» **Task prompt**
Rewrite the material below with every "instance" switched to "occurrence", keeping everything else unchanged.

•••••

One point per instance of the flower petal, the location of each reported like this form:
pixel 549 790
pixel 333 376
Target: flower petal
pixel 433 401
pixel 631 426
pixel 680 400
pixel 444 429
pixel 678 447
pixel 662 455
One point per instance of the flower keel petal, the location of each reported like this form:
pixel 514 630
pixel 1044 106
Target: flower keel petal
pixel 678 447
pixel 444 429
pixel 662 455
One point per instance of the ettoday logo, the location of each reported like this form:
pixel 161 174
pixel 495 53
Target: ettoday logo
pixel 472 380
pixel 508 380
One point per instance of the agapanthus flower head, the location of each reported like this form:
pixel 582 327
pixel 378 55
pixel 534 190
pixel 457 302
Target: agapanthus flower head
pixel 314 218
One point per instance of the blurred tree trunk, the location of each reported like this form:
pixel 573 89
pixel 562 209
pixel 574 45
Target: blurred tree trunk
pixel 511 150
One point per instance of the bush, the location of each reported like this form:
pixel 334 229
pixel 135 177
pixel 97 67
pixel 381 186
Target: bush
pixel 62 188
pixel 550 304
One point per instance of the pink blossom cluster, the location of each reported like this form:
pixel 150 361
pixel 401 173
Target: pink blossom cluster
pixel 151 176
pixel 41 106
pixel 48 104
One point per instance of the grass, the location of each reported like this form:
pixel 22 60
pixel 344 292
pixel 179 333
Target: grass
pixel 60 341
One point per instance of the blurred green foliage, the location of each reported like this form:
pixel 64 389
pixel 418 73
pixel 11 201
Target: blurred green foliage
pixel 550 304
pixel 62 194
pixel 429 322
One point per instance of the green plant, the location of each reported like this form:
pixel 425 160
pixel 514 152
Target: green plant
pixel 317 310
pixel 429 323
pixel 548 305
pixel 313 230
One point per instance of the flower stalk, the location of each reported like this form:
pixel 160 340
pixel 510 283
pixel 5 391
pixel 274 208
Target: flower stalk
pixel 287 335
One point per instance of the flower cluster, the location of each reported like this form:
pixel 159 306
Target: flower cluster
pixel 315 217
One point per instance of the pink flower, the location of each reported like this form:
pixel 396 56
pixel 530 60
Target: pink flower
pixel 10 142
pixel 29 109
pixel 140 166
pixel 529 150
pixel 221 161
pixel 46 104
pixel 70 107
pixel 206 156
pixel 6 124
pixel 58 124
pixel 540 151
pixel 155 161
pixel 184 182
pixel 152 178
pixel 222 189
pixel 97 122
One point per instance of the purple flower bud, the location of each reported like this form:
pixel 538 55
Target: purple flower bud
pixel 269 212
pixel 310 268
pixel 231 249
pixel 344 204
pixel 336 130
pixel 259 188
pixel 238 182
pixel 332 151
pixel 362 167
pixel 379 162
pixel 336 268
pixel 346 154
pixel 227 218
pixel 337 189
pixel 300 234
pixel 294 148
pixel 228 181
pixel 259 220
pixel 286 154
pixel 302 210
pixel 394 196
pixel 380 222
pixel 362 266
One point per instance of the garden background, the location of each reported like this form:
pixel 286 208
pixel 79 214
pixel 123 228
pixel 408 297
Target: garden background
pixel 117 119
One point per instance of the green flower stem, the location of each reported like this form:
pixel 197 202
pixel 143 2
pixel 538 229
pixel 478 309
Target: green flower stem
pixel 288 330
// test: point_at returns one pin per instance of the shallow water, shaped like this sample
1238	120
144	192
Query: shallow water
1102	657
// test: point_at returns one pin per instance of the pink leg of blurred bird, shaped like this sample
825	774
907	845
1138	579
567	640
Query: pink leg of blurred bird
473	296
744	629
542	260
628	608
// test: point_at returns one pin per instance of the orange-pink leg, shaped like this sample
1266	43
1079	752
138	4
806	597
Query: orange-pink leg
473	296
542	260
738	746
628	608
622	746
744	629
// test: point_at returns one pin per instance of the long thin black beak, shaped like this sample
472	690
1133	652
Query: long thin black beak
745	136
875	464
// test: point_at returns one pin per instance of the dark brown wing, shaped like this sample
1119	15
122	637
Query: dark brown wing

•••••

» **Output below**
One point per occurrence of the flower petal, the location of each reported like this form:
pixel 549 790
pixel 333 376
Target: flower petal
pixel 433 401
pixel 631 426
pixel 680 400
pixel 444 429
pixel 678 447
pixel 662 455
One point per occurrence of the flower keel petal, the location of each reported like this form:
pixel 514 630
pixel 1044 106
Target: flower keel petal
pixel 678 447
pixel 444 429
pixel 662 455
One point per occurrence of the ettoday logo, the location of each reported like this form:
pixel 161 174
pixel 495 53
Target: ettoday logo
pixel 472 380
pixel 508 380
One point per occurrence of the agapanthus flower head, the location of each reported like this form:
pixel 582 327
pixel 378 55
pixel 534 190
pixel 457 302
Target: agapanthus flower head
pixel 314 218
One point per occurrence of the blurred tree trunk, the location of each reported like this form:
pixel 573 89
pixel 562 209
pixel 574 45
Target: blurred tree trunk
pixel 511 150
One point per occurrence of the bush, the location of each reported like this form:
pixel 334 229
pixel 135 177
pixel 97 67
pixel 381 186
Target: bush
pixel 62 188
pixel 550 304
One point per occurrence of the pink blossom cluster, the location of each reported like this form:
pixel 150 361
pixel 401 173
Target: pink blossom cluster
pixel 151 176
pixel 41 106
pixel 48 104
One point per occurrence of the grass, the location of each reported like this form:
pixel 22 60
pixel 344 292
pixel 179 333
Target: grass
pixel 60 341
One point per occurrence of the blurred green foliage, the location of each reported like this form:
pixel 64 389
pixel 418 73
pixel 11 201
Target: blurred green foliage
pixel 550 304
pixel 62 194
pixel 429 322
One point per occurrence of the green plant, the location of each reported like this form:
pixel 425 160
pixel 514 152
Target: green plant
pixel 317 310
pixel 429 323
pixel 548 305
pixel 313 230
One point per occurrence of the flower stalk, the location of each reported like this form:
pixel 160 340
pixel 510 283
pixel 5 391
pixel 274 208
Target: flower stalk
pixel 287 335
One point per occurrence of the flower cluster, the location of each reported like this form:
pixel 159 306
Target: flower cluster
pixel 315 217
One point per occurrence of the pink flower, the location of each reported like this form:
pixel 396 56
pixel 530 60
Target: pink flower
pixel 10 142
pixel 29 109
pixel 140 166
pixel 529 150
pixel 221 161
pixel 46 104
pixel 70 107
pixel 206 156
pixel 6 124
pixel 58 124
pixel 540 151
pixel 155 161
pixel 184 182
pixel 152 178
pixel 222 189
pixel 97 122
One point per occurrence of the purple flower bud, the location of each reported like this form:
pixel 538 55
Target: purple flower bud
pixel 269 212
pixel 310 268
pixel 231 249
pixel 344 204
pixel 336 130
pixel 259 188
pixel 238 182
pixel 332 151
pixel 362 167
pixel 379 162
pixel 336 268
pixel 346 154
pixel 227 218
pixel 337 189
pixel 300 234
pixel 294 148
pixel 228 181
pixel 259 220
pixel 286 154
pixel 302 210
pixel 394 196
pixel 380 222
pixel 362 266
One point per occurrence of the garden background, the location of each reported like this form:
pixel 286 208
pixel 79 214
pixel 123 228
pixel 408 297
Target: garden background
pixel 117 119
One point per occurrence of the green flower stem, the location of each reported like this form:
pixel 197 202
pixel 143 2
pixel 538 229
pixel 478 309
Target: green flower stem
pixel 288 330
// test: point_at returns one pin per occurrence of the shallow water, shaped like this sample
1238	120
144	192
Query: shallow water
1102	657
// test: point_at returns one pin per occurrence of the pink leg of blurred bird, shaped like this sample
825	774
907	845
1138	579
567	640
Query: pink leg of blurred bird
473	296
744	629
542	260
628	608
// test: point_at returns one pin per occurrence of the orange-pink leg, shaped like this sample
1266	43
1079	752
138	4
806	597
Query: orange-pink leg
473	296
542	260
738	746
628	608
622	746
744	629
// test: point_at returns one pin per occurrence of the long thin black beak, shaped like this sample
472	690
1133	652
Query: long thin black beak
745	136
875	464
// test: point_at returns one pin per occurrence of the dark brown wing, shaped like this sample
1119	15
122	637
Query: dark brown wing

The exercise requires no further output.